_Work required_. Exactly as given, transcribe each entry that follows.

_Supplied data_.
====

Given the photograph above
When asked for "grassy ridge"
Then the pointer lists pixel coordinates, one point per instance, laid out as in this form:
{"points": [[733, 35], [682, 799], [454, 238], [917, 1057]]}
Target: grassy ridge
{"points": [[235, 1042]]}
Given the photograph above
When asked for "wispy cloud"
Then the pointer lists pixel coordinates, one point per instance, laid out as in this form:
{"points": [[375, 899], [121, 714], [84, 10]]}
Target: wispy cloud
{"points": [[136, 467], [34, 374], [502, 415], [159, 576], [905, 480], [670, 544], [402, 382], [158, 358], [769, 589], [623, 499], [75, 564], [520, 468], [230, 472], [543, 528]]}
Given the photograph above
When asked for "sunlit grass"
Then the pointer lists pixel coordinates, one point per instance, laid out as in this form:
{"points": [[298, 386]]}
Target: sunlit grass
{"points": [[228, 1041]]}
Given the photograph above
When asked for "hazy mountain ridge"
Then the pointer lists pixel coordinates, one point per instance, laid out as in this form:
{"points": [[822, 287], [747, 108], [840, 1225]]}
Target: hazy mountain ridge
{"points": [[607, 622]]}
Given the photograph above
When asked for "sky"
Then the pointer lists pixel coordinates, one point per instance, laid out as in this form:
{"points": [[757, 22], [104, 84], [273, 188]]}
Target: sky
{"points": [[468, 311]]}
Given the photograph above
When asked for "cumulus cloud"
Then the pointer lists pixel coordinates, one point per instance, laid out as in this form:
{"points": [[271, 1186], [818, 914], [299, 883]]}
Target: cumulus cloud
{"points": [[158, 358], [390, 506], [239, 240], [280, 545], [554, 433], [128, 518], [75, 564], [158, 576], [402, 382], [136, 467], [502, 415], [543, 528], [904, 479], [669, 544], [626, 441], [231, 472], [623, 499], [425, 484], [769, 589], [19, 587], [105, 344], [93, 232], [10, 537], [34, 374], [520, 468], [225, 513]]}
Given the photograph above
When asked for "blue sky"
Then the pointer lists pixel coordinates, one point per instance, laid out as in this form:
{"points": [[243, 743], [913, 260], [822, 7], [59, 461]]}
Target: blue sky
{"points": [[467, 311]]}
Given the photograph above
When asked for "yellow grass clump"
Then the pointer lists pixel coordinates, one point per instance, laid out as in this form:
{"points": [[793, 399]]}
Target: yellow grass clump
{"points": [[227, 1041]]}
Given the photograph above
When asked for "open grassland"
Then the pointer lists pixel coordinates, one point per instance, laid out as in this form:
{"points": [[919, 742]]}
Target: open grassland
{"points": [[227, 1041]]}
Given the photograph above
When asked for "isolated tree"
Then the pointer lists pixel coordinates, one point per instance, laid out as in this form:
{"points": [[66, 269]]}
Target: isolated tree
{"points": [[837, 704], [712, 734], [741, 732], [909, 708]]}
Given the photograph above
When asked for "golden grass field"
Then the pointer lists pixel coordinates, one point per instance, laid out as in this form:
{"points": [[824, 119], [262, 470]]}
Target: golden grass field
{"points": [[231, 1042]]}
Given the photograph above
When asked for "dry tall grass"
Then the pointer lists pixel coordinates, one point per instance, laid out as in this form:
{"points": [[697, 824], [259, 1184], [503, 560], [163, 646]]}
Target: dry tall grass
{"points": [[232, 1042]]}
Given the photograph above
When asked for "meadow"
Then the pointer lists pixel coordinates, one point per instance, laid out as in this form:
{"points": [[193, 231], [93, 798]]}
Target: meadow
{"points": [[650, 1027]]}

====

_Exercise response_.
Given the photograph above
When asked for "grassy ridge"
Then the pointer lists pixel coordinates, one point per instance, laid out as in this form:
{"points": [[733, 35], [682, 799], [454, 238], [917, 1057]]}
Target: grassy ridge
{"points": [[235, 1042]]}
Given the photograph above
When asked for "wispy cloud"
Then the pointer lists pixel coordinates, one point per instance, laid out as in this form:
{"points": [[375, 899], [121, 714], [84, 10]]}
Target: wispy cloud
{"points": [[136, 467], [34, 374], [502, 415], [159, 576], [905, 480], [670, 544], [402, 382], [158, 358], [769, 589], [623, 499], [75, 564], [520, 468], [230, 472], [543, 528]]}
Given the photograph above
When asked for "sunlit grass"
Then the pointer lists pixel coordinates, one point per instance, laid out as in this form:
{"points": [[298, 386]]}
Target: sunlit grass
{"points": [[228, 1041]]}
Given the photograph above
When asked for "hazy mountain ridge"
Then the pointer lists pixel coordinates, one point per instance, laid out as in this form:
{"points": [[822, 287], [747, 108], [840, 1225]]}
Target: hazy mountain ridge
{"points": [[607, 622]]}
Given the photograph above
When asked for "sky"
Then the pointer lists pixel coordinates, one point per instance, laid out as in this form:
{"points": [[757, 22], [104, 84], [273, 188]]}
Target: sky
{"points": [[468, 311]]}
Given the photograph above
When asked for "cumulus cloud"
Then the pointer lists pixel coordinates, one point per instance, laid out as in this form:
{"points": [[271, 1186], [818, 914], [299, 883]]}
Target: cumulus cloud
{"points": [[158, 358], [390, 506], [239, 240], [280, 545], [554, 433], [128, 518], [75, 564], [158, 576], [402, 382], [136, 467], [502, 415], [543, 528], [904, 479], [669, 544], [626, 441], [231, 472], [623, 499], [425, 484], [769, 589], [19, 587], [105, 344], [93, 232], [10, 537], [34, 374], [520, 468], [225, 513]]}
Given the photograph above
When asked for "blue sky"
Then the pointer lists pixel coordinates, one point per instance, laid out as in this form:
{"points": [[243, 743], [913, 260], [822, 7], [59, 461]]}
Target: blue sky
{"points": [[467, 311]]}
Given the photograph above
When asked for "yellow grass clump"
Then the pointer lists pixel coordinates, one point per instance, laid out as in this form:
{"points": [[793, 399]]}
Target: yellow grass clump
{"points": [[227, 1041]]}
Given the photograph above
When asked for "open grassland"
Then the pointer lists pixel coordinates, one point per instance, laid out as in this form:
{"points": [[919, 742]]}
Target: open grassland
{"points": [[227, 1041]]}
Given the photograph above
When asked for "isolated tree"
Then the pointer lists pixel coordinates, one point per instance, laid out as in this form:
{"points": [[66, 269]]}
Target: isolated tree
{"points": [[837, 704], [712, 734], [741, 732], [909, 708]]}
Given the photograph above
When asked for "golden grass field"
Then the pointer lists pixel coordinates, one point per instance, laid out as in this form:
{"points": [[824, 119], [262, 470]]}
Target: golden grass field
{"points": [[231, 1042]]}
Given the photograph above
When asked for "dry tall grass"
Then the pointer lists pixel coordinates, one point per instance, laid out as in this form:
{"points": [[697, 824], [259, 1184], [503, 560], [163, 646]]}
Target: dry tall grass
{"points": [[232, 1042]]}
Given the photograph above
When asked for "meadow"
Then the pointer lists pixel coordinates, one point per instance, laid out as in this form:
{"points": [[193, 231], [93, 798]]}
Target: meadow
{"points": [[650, 1027]]}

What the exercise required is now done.